▸ **Description of the task**: Print all of the rows below word for word, leaving out the pictures.

▸ **Given data**:
==*==

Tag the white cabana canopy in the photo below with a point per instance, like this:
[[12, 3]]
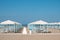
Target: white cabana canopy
[[39, 22], [9, 22]]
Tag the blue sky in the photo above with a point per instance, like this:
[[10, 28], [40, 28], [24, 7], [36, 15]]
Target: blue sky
[[26, 11]]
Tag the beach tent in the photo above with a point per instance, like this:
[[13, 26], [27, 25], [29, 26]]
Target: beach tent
[[9, 25], [37, 26]]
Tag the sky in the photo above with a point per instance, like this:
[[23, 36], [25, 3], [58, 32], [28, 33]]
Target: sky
[[27, 11]]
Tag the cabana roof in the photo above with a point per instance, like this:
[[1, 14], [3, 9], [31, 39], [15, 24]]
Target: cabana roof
[[39, 22], [9, 22]]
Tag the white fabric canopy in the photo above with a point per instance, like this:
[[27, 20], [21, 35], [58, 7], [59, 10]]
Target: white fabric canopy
[[9, 22]]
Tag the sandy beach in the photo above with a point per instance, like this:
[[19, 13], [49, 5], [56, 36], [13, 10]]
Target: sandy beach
[[40, 36]]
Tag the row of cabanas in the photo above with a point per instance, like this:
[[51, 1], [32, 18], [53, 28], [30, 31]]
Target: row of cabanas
[[10, 26], [34, 27]]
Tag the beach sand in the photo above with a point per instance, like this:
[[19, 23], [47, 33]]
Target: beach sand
[[40, 36]]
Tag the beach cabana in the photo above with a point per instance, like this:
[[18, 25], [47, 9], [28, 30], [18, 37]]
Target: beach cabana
[[10, 26], [38, 26]]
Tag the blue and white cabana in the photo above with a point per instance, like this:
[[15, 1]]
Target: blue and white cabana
[[10, 26]]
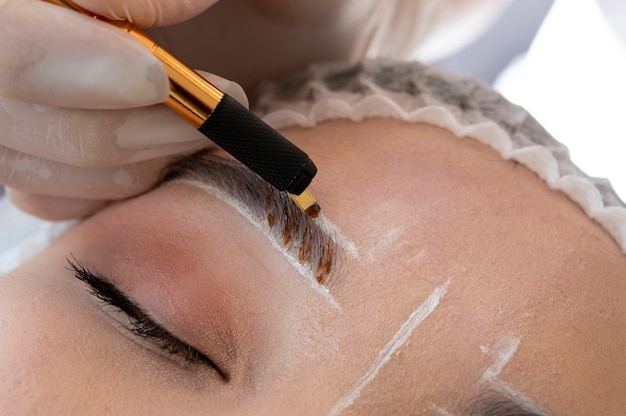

==*==

▸ **Solution for this task**:
Tag the white cabana canopy in the photo below with a point per instance, like this:
[[12, 3]]
Target: white cabana canopy
[[39, 22], [9, 22]]
Tag the blue sky in the photo above with a point per instance, like this:
[[10, 28], [40, 28], [24, 7], [36, 15]]
Target: blue sky
[[26, 11]]
Tag the beach tent in the photo above with a point per instance, like this:
[[13, 26], [27, 25], [29, 26]]
Target: beach tent
[[9, 25], [37, 26]]
Tag the sky in the photo above with a point per instance, like this:
[[23, 36], [25, 3], [58, 32], [28, 33]]
Target: sky
[[27, 11]]
Tag the cabana roof in the photo above with a point per instance, like this:
[[1, 14], [3, 9], [31, 39], [15, 24]]
Target: cabana roof
[[39, 22], [9, 22]]
Tag the white fabric canopy in the photo above with a point per instance, like this:
[[27, 20], [21, 35], [58, 7], [59, 10]]
Target: white fabric canopy
[[9, 22]]
Tag the sandy beach in the photo above with a point per instance, like this:
[[19, 13], [49, 5], [56, 36], [13, 10]]
Target: sandy beach
[[40, 36]]
Tag the row of cabanas in the photo above with a point per instance, like this:
[[51, 1], [32, 18], [53, 28], [30, 31]]
Target: row of cabanas
[[10, 26], [34, 27]]
Tag the beach sand in the photo above with a point per instance, like this:
[[19, 23], [47, 33]]
Target: beach sand
[[40, 36]]
Tag the beach cabana in the photo above with a point per instance, like this:
[[18, 25], [47, 9], [28, 30], [18, 37]]
Target: beach cabana
[[10, 26], [38, 26]]
Tag the blue and white cabana in the photo above with a point per instance, like this:
[[15, 1]]
Target: blue and white cabana
[[10, 26]]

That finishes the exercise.